** Problems to solve **
[1] In the rheumatoid arthritis abstract, what two things does the POPeRA method use to predict radiographic outcomes?
[2] Transcribe the part of the rheumatoid arthritis abstract starting at "Results: In FIN-RACo, combination" and ending at "among RF-negative patients.".

** Reading passage **

Objectives: Predicted versus observed radiographic progression in early rheumatoid arthritis (POPeRA) was applied to demonstrate how various treatment modalities affect and potentially minimise radiographic progression over time.
Methods: The POPeRA method utilises the baseline radiographic score and patient-reported symptom duration to predict radiographic outcomes. It was applied at baseline, 2, and 5 years to patients with eRA from the randomised Finnish RA Combination trial (FIN-RACo) (n=144) and New Finnish RA Combination Therapy (NEO-RACo) (n=90) trials. For FIN-RACo, patients were randomised either to a single DMARD (sulfasalazine, with or without prednisolone) or to combination therapy (methotrexate+sulfasalazine+hydroxychloroquine, i.e. triple therapy, with prednisolone). In NEO-RACo, all patients were assigned intensified combination therapy (including 7.5 mg prednisolone/day) plus a randomised 6-month induction of either placebo or anti-TNF treatment (infliximab).
Results: In FIN-RACo, combination versus monotherapy resulted in superior outcomes in the change from predicted progression over 2 and 5 years (mean 35.7% reduction vs. -32.9%, a worsening from predicted, p=0.001; 34.2% vs. -17.8%, p=0.003, respectively). In NEO-RACo, combination+anti-TNF induction led to significantly greater reductions from predicted progression than combination+placebo, both at 2 and 5 years of follow-up (98.5% vs. 83.4%, p=0.005; 92.4% vs. 82.5%, p=0.027, respectively). Importantly, anti-TNF add-on led to superior reductions from predicted among RF-positive patients (2 years: 97.4% vs. 80.4%, p=0.009; 5 years: 90.2% vs. 80.1%, p=0.030), but not among RF-negative patients.
Conclusions: These results confirm that conventional combination therapy in eRA has a long-term radiographic benefit versus monotherapy. Through POPeRA, it was made evident that anti-TNF induction therapy for 6 months further increases the long-term radiographic benefit of combination therapy in RF-positive patients.

(Text-to-region grounding data)

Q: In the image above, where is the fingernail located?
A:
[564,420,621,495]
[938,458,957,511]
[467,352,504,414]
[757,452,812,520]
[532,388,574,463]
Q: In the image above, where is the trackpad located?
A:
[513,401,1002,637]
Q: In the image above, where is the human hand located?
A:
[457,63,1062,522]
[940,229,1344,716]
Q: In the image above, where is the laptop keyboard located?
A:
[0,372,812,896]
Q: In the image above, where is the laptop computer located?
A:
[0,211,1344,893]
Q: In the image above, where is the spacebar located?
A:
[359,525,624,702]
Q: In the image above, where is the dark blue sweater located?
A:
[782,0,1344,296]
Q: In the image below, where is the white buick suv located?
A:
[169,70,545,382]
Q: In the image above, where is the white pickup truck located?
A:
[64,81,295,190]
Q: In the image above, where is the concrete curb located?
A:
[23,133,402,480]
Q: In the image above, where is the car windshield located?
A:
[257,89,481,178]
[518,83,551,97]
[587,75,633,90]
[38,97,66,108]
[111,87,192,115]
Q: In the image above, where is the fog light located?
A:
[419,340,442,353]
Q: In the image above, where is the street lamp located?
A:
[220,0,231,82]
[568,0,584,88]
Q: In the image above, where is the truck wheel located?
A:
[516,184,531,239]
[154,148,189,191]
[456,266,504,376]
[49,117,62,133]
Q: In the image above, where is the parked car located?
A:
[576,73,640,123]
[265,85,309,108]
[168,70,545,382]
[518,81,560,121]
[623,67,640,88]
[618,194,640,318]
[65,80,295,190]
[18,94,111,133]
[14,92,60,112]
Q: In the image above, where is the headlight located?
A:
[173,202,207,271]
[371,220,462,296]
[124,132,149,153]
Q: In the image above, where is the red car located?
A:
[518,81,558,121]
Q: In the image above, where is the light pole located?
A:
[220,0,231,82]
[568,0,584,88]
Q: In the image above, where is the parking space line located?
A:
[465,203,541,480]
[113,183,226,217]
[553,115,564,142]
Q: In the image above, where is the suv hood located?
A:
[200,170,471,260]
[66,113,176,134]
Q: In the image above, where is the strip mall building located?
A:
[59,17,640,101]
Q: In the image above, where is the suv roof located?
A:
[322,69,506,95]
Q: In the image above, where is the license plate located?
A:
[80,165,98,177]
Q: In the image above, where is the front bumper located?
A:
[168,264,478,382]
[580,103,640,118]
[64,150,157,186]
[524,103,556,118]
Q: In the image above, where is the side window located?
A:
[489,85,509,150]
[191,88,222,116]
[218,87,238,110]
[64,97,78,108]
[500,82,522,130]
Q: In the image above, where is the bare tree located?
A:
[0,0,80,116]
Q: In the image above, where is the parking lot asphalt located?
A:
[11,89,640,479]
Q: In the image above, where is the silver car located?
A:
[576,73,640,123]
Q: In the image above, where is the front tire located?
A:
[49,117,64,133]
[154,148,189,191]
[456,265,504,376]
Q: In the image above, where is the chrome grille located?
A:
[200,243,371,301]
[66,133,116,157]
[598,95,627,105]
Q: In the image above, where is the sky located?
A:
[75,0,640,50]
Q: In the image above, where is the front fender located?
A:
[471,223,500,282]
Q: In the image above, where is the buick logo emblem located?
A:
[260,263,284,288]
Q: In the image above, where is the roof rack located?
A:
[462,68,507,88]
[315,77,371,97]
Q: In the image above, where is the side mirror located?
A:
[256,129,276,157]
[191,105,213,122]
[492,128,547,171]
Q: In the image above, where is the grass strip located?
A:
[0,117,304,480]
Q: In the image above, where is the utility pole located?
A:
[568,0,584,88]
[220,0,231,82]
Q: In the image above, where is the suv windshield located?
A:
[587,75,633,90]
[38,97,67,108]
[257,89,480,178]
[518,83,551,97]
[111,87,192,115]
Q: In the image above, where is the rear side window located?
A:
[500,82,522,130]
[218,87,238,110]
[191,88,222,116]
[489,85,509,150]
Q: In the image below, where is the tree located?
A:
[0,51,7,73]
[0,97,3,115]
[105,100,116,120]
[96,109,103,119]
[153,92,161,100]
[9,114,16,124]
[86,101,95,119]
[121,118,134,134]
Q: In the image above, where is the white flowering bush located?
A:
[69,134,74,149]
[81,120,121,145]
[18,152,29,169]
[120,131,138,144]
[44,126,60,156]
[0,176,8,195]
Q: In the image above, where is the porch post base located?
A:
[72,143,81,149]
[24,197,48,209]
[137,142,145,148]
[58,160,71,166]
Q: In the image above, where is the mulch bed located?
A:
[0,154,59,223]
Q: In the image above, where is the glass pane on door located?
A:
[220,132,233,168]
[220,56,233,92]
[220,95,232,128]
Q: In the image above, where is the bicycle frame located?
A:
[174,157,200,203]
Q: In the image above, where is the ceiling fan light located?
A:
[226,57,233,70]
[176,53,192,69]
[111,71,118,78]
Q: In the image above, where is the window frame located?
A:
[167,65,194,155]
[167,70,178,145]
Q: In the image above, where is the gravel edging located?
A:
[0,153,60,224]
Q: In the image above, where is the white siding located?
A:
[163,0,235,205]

** Answer section **
[1] The baseline radiographic score and patient-reported symptom duration.

[2]
Results: In FIN-RACo, combination versus monotherapy resulted in superior outcomes in the change from predicted progression over 2 and 5 years (mean 35.7% reduction vs. -32.9%, a worsening from predicted, p=0.001; 34.2% vs. -17.8%, p=0.003, respectively). In NEO-RACo, combination+anti-TNF induction led to significantly greater reductions from predicted progression than combination+placebo, both at 2 and 5 years of follow-up (98.5% vs. 83.4%, p=0.005; 92.4% vs. 82.5%, p=0.027, respectively). Importantly, anti-TNF add-on led to superior reductions from predicted among RF-positive patients (2 years: 97.4% vs. 80.4%, p=0.009; 5 years: 90.2% vs. 80.1%, p=0.030), but not among RF-negative patients.